## SUAS TAREFAS
A – Redigite, a partir do trecho sobre ligas esportivas e a NCAA, a parte que começa em "A resposta menos" e segue até "jogos são transmitidos.".
B – Indique se cada afirmação abaixo está de acordo com o trecho, respondendo sim ou não e citando literalmente as palavras do trecho que decidem a resposta: (i) A NCAA é uma empresa sem fins lucrativos. (ii) Os estudantes que jogam pela NCAA recebem pagamento para jogar. (iii) Roberta Rodrigues concorda que uma liga profissional force a realização das partidas.

## TRECHO FORNECIDO
┄┄┄┄┄┄┄┄┄┄

A resposta menos radical e mais aceitável é: o mundo segue girando, dinheiro segue sendo movimentado e muito, mas MUITO dinheiro é injetado nos esportes profissionais masculinos. As empresas que investem nas grandes ligas dependem de jogos para ganharem retorno com visibilidade; os donos de franquias dependem de ingressos e merchandising para completar o rendimento anual; atletas precisam receber seus salários (ridiculamente altos, na opinião dessa que vos escreve); e emissoras ganham mais dinheiro se mais jogos são transmitidos.
É razoável que uma liga profissional con fins lucrativos de certo modo “force” que partidas aconteçam. Não é certo e eu, Roberta Rodrigues, não concordo com isso, pois as consequências vão muito além da propagação entre os que estão diretamente envolvidos com o esporte. Porém, considerando o mundo em que vivemos, existe uma explicação.
No lado da NCAA, portanto, simplesmente não tem como entender a gana e a pressa em dar início às partidas antes de uma vacina contra o COVID-19 ser disponibilizada nos Estados Unidos. Para início de conversa, a NCAA é uma empresa sem fins lucrativos, uma intermediadora entre atletas e universidades. Sua prioridade deveria ser proteger os estudantes, que, por sinal, não ganham um centavo de dólar para jogar.

┄┄┄┄┄┄┄┄┄┄

## DADOS PARA ANÁLISE
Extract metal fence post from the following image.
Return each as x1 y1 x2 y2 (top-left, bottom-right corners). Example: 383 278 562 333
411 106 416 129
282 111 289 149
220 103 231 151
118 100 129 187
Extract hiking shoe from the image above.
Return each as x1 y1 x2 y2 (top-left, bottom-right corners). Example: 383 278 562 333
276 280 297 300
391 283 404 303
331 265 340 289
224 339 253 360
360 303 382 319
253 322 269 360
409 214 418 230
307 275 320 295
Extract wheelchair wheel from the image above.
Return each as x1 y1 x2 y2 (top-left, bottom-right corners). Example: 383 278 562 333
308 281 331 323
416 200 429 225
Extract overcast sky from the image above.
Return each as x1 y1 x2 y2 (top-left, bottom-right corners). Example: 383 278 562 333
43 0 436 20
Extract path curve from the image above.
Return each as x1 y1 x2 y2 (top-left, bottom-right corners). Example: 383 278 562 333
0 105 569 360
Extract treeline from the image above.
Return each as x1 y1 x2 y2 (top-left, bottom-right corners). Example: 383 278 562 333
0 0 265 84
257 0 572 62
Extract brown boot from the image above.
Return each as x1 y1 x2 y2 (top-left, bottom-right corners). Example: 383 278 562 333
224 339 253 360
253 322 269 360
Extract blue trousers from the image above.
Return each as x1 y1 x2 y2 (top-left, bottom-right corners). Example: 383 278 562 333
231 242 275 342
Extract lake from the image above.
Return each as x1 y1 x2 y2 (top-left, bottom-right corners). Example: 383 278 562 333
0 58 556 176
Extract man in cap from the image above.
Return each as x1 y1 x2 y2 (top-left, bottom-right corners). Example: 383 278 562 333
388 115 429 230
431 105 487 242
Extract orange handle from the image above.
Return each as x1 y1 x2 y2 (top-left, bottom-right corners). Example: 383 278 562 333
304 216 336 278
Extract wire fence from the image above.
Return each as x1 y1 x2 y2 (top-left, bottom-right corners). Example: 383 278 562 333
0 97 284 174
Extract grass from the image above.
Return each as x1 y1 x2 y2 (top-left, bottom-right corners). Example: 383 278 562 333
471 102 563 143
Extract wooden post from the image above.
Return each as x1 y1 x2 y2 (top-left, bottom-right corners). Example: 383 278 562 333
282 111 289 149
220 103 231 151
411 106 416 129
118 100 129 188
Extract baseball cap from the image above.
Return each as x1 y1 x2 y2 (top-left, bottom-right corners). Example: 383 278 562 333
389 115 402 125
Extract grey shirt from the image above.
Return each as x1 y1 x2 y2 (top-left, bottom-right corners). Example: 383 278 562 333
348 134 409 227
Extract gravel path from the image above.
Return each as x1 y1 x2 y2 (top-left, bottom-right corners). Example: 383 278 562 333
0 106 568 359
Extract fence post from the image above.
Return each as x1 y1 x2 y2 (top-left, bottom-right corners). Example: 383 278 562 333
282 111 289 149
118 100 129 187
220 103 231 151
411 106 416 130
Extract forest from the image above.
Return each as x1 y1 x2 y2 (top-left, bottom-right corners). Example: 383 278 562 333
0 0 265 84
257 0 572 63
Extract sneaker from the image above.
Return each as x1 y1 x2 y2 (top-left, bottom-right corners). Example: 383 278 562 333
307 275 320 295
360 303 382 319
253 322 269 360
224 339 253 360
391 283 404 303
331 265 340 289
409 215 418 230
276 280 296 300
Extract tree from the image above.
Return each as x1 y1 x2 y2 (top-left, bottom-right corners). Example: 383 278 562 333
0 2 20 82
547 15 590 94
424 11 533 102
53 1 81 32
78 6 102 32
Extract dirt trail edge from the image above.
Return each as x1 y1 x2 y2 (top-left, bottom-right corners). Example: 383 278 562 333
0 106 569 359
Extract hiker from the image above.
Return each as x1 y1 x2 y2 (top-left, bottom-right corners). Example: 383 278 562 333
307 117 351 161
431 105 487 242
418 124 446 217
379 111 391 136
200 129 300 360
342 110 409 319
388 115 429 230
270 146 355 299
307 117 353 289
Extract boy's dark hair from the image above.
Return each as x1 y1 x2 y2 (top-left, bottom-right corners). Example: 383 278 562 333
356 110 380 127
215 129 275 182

┄┄┄┄┄┄┄┄┄┄

## RESPOSTAS POR TAREFA
A –
A resposta menos radical e mais aceitável é: o mundo segue girando, dinheiro segue sendo movimentado e muito, mas MUITO dinheiro é injetado nos esportes profissionais masculinos. As empresas que investem nas grandes ligas dependem de jogos para ganharem retorno com visibilidade; os donos de franquias dependem de ingressos e merchandising para completar o rendimento anual; atletas precisam receber seus salários (ridiculamente altos, na opinião dessa que vos escreve); e emissoras ganham mais dinheiro se mais jogos são transmitidos.

B –
(i) Sim: "a NCAA é uma empresa sem fins lucrativos".
(ii) Não: "não ganham um centavo de dólar para jogar".
(iii) Não: "Não é certo e eu, Roberta Rodrigues, não concordo com isso".